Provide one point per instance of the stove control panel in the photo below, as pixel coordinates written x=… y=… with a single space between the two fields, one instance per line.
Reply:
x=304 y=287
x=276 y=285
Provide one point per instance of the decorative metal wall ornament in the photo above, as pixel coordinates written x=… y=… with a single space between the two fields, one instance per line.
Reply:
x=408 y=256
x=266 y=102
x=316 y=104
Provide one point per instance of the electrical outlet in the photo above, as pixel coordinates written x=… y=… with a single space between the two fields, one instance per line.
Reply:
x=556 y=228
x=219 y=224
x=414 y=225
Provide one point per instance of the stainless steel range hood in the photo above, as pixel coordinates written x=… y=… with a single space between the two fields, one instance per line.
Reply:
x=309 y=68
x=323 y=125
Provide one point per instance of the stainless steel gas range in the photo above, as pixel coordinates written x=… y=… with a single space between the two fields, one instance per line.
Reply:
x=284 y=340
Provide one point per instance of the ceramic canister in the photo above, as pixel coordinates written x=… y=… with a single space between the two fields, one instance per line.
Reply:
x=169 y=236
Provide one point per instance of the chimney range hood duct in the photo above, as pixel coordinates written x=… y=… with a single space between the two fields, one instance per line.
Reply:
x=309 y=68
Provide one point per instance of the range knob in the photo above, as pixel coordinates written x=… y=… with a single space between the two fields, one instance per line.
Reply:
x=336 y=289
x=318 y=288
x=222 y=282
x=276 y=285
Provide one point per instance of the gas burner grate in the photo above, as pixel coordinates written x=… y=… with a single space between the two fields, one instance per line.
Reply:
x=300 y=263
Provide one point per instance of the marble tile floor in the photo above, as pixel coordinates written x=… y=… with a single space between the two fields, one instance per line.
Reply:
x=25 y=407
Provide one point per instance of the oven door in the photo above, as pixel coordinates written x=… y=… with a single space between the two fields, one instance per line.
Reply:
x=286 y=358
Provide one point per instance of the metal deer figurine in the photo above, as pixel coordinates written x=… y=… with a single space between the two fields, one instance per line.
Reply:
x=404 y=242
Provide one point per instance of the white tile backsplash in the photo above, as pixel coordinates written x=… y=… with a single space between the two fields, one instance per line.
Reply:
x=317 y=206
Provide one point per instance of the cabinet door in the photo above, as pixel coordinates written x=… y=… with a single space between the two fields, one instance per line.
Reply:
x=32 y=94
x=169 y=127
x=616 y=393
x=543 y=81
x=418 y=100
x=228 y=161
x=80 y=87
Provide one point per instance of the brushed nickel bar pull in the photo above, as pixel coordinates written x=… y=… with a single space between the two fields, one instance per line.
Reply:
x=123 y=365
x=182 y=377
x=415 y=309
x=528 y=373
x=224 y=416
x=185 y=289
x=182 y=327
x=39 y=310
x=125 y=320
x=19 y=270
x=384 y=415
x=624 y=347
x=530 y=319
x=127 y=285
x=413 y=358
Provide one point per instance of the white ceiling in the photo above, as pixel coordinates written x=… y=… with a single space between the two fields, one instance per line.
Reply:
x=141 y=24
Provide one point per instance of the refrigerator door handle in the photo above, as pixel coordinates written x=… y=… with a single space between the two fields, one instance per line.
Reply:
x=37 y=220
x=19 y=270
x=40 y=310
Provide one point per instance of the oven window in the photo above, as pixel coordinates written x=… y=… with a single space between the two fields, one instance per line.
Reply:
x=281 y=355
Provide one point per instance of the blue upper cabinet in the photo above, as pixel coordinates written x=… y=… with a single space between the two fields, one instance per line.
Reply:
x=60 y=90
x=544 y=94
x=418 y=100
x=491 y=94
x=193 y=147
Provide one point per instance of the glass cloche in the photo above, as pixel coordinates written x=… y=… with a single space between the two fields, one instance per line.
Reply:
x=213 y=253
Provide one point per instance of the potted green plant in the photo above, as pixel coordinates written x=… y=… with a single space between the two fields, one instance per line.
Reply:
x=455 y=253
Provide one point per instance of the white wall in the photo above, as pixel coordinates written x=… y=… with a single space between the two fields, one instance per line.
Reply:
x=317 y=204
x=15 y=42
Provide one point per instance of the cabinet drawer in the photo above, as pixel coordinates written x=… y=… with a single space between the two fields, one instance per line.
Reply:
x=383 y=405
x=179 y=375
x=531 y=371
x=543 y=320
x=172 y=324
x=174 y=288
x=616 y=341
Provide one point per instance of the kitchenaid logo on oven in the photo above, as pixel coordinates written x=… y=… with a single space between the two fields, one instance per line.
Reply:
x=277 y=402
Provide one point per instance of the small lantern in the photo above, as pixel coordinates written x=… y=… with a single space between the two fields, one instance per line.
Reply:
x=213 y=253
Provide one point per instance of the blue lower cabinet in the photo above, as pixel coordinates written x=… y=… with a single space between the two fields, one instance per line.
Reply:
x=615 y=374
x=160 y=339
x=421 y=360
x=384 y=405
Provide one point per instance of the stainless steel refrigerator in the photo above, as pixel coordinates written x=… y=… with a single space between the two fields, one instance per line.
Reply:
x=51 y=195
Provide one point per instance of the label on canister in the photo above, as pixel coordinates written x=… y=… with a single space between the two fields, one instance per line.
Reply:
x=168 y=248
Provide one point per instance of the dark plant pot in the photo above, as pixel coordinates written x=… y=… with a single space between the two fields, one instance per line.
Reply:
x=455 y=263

----------------

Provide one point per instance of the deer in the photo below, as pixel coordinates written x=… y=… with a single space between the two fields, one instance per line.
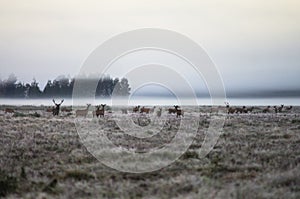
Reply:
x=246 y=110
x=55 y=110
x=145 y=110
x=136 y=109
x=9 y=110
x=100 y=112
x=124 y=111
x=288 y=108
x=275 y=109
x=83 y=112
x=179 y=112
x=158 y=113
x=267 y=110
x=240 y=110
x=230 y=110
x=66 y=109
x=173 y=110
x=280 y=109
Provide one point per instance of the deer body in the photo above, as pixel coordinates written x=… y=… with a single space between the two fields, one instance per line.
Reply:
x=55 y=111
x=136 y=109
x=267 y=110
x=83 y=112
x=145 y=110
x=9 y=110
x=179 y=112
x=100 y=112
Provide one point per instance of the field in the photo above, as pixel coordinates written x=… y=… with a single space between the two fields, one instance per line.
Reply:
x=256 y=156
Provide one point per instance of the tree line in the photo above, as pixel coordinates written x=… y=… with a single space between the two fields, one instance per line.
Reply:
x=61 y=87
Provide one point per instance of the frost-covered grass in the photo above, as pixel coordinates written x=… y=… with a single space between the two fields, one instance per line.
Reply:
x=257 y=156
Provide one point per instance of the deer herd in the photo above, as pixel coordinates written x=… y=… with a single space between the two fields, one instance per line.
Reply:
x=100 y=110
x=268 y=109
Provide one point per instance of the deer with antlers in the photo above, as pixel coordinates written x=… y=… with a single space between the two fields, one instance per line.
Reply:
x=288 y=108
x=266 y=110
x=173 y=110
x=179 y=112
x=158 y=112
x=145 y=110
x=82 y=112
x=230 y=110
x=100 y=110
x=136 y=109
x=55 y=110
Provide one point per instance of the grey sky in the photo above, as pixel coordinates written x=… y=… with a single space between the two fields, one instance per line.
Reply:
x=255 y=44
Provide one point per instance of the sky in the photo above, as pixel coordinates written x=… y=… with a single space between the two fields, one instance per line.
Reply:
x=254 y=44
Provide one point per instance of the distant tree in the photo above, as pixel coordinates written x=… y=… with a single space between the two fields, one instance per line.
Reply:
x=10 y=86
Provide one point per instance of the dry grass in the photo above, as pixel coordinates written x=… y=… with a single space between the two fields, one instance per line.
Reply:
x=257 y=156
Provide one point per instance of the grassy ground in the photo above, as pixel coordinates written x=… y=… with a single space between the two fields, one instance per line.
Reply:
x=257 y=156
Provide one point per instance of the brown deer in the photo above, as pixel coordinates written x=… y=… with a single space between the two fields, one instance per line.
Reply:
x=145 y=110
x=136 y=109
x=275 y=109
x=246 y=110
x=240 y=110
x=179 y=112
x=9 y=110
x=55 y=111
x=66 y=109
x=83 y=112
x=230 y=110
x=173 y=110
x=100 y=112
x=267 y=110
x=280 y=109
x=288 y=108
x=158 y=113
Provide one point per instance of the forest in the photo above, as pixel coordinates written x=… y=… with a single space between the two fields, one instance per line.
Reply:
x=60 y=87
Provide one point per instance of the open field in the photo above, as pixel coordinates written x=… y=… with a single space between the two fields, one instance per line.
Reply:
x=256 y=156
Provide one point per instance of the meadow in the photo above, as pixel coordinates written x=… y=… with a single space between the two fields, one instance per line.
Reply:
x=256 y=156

----------------

If a line in the records above holds the string "tile", copy it.

__Written solution__:
Provide one point per instance of the marble tile floor in the photo above, as pixel coordinates written x=… y=… with a single space between the two fields, one instance per line.
Provide one point per instance of the white tile backsplash in the photo above, as pixel coordinates written x=… y=… with a single space between the two fields, one instance per line.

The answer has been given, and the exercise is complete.